[BEGIN]
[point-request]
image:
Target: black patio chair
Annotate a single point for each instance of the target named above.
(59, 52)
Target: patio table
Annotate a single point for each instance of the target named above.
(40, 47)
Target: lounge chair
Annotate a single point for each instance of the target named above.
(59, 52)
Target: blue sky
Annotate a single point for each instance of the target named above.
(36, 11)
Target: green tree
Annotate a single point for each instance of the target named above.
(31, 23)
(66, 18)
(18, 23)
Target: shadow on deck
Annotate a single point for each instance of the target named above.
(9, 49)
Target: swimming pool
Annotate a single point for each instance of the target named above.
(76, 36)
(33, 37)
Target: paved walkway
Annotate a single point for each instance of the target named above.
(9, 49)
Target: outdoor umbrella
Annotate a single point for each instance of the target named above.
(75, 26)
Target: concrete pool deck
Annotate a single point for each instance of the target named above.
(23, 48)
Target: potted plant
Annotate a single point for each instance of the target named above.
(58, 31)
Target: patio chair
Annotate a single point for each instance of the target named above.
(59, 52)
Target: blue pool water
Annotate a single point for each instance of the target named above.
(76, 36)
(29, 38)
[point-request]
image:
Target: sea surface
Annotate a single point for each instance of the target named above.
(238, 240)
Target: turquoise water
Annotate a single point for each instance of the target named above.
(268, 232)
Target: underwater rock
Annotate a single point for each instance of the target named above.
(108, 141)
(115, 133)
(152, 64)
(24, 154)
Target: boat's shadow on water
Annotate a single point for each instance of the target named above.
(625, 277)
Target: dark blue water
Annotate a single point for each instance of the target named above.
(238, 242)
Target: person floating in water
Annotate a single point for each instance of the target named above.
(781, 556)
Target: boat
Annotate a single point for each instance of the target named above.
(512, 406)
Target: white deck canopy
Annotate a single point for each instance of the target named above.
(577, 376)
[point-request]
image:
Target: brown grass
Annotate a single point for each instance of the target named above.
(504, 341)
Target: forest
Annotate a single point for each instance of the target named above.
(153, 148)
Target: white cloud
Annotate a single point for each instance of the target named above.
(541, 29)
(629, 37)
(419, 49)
[END]
- _INSTRUCTIONS TO FOLLOW_: Nothing in the listing may be changed; retype it all exactly.

- _WRITTEN SOLUTION_:
[point-request]
image:
Target: black patio chair
Annotate a single point for each instance of the target named above.
(59, 52)
Target: patio table
Annotate a single point for each instance of the target named above.
(40, 47)
Target: lounge chair
Annotate a single point for each instance of the target named above.
(59, 52)
Target: blue sky
Annotate a single point for each instance of the target named above.
(36, 11)
Target: green tree
Annotate a single point for each instance of the target named above.
(31, 23)
(66, 18)
(18, 23)
Target: shadow on deck
Annotate a single point for each instance of the target named above.
(9, 49)
Target: swimming pool
Annotate a single point for each instance of the target named above.
(76, 36)
(33, 37)
Target: paved walkway
Annotate a single point for each instance of the target named above.
(9, 49)
Target: outdoor umbrella
Annotate a single point for each instance of the target named above.
(75, 26)
Target: concrete pool deck
Annotate a single point for each instance of the target named above.
(23, 48)
Target: potted plant
Annotate a single point for each instance of the target named above.
(58, 31)
Target: patio chair
Annotate a single point for each instance of the target named above.
(59, 52)
Target: blue pool water
Annotate a single point for each instance of the target named above.
(76, 36)
(29, 38)
[point-request]
image:
Target: sea surface
Annotate a single point for each instance of the target named above.
(238, 240)
Target: turquoise water
Annotate a single point for each instance of the target named above.
(268, 232)
Target: underwater rock
Annotate a single point for each instance of the target named above.
(108, 141)
(115, 133)
(152, 64)
(24, 154)
Target: boat's shadow on water
Annotate a single point for each instance of the target named above.
(625, 277)
Target: dark blue water
Annotate a single point for each instance of the target named above.
(238, 242)
Target: person floating in water
Annotate a single point for each instance of the target named above.
(781, 556)
Target: boat
Annotate a single point for each instance of the target named above.
(512, 406)
Target: white deck canopy
Annotate a single point for each instance of the target named above.
(577, 376)
[point-request]
image:
Target: brown grass
Annotate a single point for each instance of the target named above.
(504, 341)
Target: forest
Annotate a single point for each instance of the target named above.
(153, 148)
Target: white cloud
Annotate a single point for each instance of the target named above.
(541, 29)
(629, 37)
(419, 49)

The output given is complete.